Exercise 1:
Please transcribe the combustion apparatus patent text word for word, starting with "Description" and going on through "of oil wells.".
Exercise 2:
Write the next part of the combustion apparatus patent text, picking up after its final sentence.

Document text:

EP0093571A2

EP0093571A2 - Compact combustion apparatus

Info

Publication number: EP0093571A2
Application number: EP83302371A
Authority: EP
Inventors: Maurice E. Gunderson
Original assignee: BOC Group Inc
Current assignee: Messer LLC
Priority date: 1982-04-28
Filing date: 1983-04-26
Publication date: 1983-11-09
Also published as: ZA832158B; JPS591916A; AU1273883A

Abstract

A compact combustion apparatus 12 comprises a plurality of radially aligned combustors 18 surrounding a central fan 22. The fan 22 draws in air from the outside and provides the air for primary and secondary combustion as well as for cooling the gases of that combustion. Each combustor 18 receives the air forced from the central fan 22 by means of an annular passage 60 formed between the outer shell 4 of the combustor 18 and its liner 52. The outside air travels countercurrent to the flow of the combustion gases and serves to cool the combustor liner 52 and outer shell 34 of each combustor 16. In turn, that outside air is heated as it passes through the annular passage so that it is warmed before being introduced into combustion chamber (or zone) 34 of each combustor 18 to be mixed with atomized liquid fuel supplied from the respective nozzle 84 to form a combustibl mixture. Various holes 94 in the combustor liner 52 allow the air to enter a secondary combustion chamber (or zone) 56 as well as a dilution chamber (or zone) 58 to cool the gases of combustion for later use in transferring heat for various uses. In a preferred embodiment, the mixed combustion gases and outside air are passed through a heat exchanger 16 to utilize that heat to vaporize a liquid cryogenic substance such as nitrogen.

Description

This invention relates to combustion apparatus and particularly to industrial combustion apparatus of the type wherein a liquid- fuel is burned in a combustion chamber in order to derive the heat from the combustion gases for a useful purpose.
Such apparatus may serve a variety of purposes, such as industrial heating, boilers and also in the field to which the present invention is particularly suited, i.e. vaporizers for converting a liquid cryogenic substance such as liquid nitrogen into vapour to be used for various industrial applications including the servicing of oil wells.
In such applications as a vaporizer, the unit is generally required to be shipped to various locations and thereafter continually moved as its needs arise. One of the features desired of such equipment, is that it be compact and light so that movement is facilitated.

Supplied data:
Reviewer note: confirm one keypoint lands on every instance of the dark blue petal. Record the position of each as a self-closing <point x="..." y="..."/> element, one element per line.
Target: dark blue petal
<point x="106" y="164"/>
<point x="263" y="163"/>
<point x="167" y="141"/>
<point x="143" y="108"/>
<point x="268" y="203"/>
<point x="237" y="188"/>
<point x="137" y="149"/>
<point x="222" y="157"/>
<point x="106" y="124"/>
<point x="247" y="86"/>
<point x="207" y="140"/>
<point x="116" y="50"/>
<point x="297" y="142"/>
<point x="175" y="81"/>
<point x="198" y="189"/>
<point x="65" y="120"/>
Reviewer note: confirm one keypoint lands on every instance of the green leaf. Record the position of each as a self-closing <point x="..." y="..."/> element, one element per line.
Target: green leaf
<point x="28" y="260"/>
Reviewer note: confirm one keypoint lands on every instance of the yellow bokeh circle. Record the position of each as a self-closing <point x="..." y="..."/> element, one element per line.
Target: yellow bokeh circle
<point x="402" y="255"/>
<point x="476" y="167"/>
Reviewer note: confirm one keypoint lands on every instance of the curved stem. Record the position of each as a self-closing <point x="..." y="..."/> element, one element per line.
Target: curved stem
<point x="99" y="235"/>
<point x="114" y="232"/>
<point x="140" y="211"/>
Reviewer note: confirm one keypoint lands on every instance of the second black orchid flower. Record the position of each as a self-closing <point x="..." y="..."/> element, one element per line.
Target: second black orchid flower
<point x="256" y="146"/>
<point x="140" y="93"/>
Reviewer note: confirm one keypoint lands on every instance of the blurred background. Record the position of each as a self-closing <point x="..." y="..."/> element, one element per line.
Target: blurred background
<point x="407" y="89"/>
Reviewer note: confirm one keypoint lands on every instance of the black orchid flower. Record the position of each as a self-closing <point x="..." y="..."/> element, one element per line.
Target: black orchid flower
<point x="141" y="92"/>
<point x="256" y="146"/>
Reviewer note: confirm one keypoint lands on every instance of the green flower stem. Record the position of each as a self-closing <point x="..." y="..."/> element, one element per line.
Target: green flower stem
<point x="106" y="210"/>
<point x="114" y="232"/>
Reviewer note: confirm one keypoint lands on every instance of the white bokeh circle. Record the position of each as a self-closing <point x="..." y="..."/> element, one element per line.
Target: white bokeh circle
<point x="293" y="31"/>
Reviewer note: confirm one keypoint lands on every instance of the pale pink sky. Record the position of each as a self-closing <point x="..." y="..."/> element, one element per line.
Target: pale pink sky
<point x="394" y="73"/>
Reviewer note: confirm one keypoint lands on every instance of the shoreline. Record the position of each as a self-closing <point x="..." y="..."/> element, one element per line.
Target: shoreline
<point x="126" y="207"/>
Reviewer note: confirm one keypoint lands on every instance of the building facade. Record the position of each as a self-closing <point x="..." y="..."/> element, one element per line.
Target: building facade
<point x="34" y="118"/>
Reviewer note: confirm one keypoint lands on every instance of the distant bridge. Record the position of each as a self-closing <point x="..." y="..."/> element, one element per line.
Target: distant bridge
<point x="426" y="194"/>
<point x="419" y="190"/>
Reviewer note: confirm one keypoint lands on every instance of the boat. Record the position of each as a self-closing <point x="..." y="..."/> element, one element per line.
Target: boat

Answer 1:
Description

This invention relates to combustion apparatus and particularly to industrial combustion apparatus of the type wherein a liquid- fuel is burned in a combustion chamber in order to derive the heat from the combustion gases for a useful purpose.
Such apparatus may serve a variety of purposes, such as industrial heating, boilers and also in the field to which the present invention is particularly suited, i.e. vaporizers for converting a liquid cryogenic substance such as liquid nitrogen into vapour to be used for various industrial applications including the servicing of oil wells.

Answer 2:
On the other hand, to achieve lightness and compactness, one does not want to sacrifice combustion intensity, that is, the unit, to be optimum, must still have a high combustion intensity in the light weight package.
A further advantage sought is the ability to control the turndown, or there preferably is some means by which the flame intensity, and thus overall heat generated for use, be variable such that the intensity may be reduced as the load or liquid cryogenic substance to be vaporized is correspondingly reduced.
It is an aim of the invention, which is defined in the appended claims, to provide a relatively lightweight, compact combustion apparatus that is particularly adapted to provide heat for vaporizing a liquid cryogenic material, yet the apparatus is capable of exhibiting a high combustion intensity.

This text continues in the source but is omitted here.